## start DATA FOR PROCESSING

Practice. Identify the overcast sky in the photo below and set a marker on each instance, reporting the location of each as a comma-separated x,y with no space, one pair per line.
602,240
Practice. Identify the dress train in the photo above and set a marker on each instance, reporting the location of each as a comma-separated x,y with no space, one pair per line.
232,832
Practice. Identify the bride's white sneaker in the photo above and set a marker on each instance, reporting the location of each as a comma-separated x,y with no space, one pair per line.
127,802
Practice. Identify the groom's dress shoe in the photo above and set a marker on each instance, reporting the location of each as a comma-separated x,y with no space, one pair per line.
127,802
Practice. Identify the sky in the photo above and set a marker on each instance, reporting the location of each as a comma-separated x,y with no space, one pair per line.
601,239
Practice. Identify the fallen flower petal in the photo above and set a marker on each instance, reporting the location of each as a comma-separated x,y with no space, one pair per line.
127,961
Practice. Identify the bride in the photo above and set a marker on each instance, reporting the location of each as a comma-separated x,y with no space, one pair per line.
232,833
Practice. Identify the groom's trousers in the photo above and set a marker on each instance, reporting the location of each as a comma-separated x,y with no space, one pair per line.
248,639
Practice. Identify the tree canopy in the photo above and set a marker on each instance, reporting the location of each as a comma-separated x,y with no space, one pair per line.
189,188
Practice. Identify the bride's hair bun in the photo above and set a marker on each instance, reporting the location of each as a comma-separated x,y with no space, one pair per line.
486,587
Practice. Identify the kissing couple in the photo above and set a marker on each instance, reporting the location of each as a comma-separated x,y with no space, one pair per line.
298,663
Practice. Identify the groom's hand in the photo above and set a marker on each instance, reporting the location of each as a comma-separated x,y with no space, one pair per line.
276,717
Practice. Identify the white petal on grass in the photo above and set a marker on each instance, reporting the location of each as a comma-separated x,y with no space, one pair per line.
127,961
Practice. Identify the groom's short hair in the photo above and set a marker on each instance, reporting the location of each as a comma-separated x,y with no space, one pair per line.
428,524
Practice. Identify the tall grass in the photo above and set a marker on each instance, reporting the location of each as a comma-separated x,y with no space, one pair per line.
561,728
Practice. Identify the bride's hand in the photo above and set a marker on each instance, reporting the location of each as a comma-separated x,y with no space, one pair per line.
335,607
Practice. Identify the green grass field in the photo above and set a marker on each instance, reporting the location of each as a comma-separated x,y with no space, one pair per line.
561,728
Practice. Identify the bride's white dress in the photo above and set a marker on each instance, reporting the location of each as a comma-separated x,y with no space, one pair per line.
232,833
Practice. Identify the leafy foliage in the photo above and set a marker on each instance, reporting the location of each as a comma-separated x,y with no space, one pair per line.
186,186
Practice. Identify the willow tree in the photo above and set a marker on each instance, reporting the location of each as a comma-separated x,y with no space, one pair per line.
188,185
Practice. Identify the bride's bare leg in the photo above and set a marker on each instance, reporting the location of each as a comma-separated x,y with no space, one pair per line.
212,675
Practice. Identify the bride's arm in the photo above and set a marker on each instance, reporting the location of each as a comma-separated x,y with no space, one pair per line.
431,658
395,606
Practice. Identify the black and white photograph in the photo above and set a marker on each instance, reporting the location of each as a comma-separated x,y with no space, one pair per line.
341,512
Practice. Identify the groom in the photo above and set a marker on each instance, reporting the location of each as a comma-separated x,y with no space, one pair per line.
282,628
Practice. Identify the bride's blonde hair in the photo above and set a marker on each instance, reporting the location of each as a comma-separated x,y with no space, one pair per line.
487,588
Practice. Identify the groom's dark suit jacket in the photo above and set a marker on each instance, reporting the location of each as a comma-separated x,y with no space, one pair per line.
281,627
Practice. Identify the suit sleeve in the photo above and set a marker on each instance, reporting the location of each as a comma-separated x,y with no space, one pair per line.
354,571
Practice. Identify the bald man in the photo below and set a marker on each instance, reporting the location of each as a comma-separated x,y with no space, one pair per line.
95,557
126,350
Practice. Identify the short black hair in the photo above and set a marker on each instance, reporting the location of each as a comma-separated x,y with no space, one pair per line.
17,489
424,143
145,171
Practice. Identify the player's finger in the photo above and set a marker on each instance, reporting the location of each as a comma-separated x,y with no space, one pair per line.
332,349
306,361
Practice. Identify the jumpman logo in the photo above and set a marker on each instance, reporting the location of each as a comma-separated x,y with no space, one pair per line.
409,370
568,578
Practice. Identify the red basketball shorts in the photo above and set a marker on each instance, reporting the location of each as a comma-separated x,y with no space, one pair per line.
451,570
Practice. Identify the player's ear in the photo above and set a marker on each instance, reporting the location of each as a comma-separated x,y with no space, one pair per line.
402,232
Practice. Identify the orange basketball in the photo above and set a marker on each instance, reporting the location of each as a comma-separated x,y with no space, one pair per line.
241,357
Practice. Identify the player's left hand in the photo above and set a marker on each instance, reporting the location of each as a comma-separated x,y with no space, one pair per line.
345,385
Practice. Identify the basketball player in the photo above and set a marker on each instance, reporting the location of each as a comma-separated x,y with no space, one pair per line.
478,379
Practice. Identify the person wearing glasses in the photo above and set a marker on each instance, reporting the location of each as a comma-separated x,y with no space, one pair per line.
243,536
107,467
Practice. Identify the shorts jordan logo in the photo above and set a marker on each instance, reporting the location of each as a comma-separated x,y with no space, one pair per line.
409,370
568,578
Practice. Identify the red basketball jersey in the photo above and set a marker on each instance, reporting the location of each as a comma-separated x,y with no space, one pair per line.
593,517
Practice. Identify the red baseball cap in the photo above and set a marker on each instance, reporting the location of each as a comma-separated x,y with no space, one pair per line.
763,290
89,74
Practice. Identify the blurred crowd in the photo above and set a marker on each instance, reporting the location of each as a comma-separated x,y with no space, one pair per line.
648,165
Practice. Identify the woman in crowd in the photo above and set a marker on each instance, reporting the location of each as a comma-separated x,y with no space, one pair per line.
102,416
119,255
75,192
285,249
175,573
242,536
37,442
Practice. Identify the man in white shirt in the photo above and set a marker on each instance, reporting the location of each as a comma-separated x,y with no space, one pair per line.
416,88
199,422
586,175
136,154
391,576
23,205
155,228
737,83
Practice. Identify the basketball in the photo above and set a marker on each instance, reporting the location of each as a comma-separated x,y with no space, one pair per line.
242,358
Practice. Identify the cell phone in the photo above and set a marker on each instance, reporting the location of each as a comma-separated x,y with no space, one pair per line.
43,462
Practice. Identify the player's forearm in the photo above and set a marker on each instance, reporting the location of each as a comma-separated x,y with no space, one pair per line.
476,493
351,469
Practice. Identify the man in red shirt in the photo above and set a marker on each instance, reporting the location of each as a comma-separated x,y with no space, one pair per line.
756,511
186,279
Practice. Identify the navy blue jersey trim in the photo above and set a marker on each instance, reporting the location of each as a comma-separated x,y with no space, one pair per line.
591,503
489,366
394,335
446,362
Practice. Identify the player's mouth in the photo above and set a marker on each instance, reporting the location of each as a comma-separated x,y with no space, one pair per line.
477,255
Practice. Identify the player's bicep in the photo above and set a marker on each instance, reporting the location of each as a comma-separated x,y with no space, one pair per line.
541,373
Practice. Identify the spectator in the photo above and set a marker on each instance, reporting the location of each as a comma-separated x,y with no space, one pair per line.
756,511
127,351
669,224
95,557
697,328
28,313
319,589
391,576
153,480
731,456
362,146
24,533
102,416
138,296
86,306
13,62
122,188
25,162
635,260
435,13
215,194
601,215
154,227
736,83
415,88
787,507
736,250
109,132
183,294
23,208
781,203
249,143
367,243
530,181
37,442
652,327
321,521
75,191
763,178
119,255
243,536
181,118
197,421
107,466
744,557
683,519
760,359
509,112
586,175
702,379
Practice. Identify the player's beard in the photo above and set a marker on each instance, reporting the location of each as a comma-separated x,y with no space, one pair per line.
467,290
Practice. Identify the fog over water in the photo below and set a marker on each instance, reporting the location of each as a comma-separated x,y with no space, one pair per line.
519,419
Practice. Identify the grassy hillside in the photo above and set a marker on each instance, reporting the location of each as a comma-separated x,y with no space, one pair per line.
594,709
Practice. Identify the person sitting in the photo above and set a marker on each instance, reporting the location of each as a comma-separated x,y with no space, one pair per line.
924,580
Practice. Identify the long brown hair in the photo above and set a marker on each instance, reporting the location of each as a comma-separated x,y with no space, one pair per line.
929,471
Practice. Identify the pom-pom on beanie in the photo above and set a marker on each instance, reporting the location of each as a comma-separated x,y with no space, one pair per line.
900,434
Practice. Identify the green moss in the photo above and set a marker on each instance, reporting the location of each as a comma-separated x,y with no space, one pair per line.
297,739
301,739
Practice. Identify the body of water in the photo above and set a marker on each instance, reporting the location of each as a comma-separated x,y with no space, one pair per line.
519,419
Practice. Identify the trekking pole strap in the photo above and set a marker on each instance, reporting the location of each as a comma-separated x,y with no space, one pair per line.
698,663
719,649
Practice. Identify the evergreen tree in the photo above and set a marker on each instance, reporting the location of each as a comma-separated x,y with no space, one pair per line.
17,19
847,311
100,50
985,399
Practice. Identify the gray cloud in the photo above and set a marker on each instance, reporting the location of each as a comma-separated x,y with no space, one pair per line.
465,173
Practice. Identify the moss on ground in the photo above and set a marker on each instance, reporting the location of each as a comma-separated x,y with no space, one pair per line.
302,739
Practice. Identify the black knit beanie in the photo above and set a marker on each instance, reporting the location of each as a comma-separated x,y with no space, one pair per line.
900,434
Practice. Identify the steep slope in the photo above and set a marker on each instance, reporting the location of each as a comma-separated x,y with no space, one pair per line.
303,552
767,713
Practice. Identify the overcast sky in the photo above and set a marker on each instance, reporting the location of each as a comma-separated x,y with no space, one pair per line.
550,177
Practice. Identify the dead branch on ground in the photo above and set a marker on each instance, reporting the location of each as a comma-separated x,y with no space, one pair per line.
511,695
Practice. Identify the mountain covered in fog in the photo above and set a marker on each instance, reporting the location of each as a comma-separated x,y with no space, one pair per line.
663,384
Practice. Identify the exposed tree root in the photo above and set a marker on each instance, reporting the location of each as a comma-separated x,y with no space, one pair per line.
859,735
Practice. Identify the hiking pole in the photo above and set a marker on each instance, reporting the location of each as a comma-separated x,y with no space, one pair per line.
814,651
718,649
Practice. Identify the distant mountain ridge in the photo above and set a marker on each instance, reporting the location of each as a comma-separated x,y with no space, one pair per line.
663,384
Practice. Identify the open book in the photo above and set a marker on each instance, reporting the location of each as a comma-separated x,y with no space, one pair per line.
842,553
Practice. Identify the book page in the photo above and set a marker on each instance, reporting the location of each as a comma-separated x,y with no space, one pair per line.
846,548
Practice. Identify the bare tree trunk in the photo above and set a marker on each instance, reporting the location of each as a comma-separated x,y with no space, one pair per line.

## end DATA FOR PROCESSING

### WHAT IS NEEDED
Write out again, exactly, the lines from the one holding "Practice. Identify the exposed" through the end of the listing, with both ends included.

### OUTPUT FOR THIS TASK
Practice. Identify the exposed tree root in the photo above and set a marker on each instance, reporting the location of each as a comma-separated x,y with no space, one pair per line.
859,735
Practice. Identify the hiking pole in the photo above and set a marker on each instance, reporting the location of each as a comma-separated x,y with no space, one pair per line.
814,651
718,649
Practice. Identify the distant mountain ridge in the photo above and set a marker on each instance, reporting the location of each as a comma-separated x,y with no space, one pair per line.
663,384
Practice. Identify the open book in the photo above and set a marker on each instance, reporting the location of each as a comma-separated x,y with no space, one pair per line.
842,553
Practice. Identify the book page in the photo above and set a marker on each instance, reporting the location of each as a comma-separated x,y with no space, one pair per line.
846,548
Practice. Identify the bare tree trunk in the photo above and set a marker on each instance, reporting the location of each as a comma-separated x,y with no space, one pair per line.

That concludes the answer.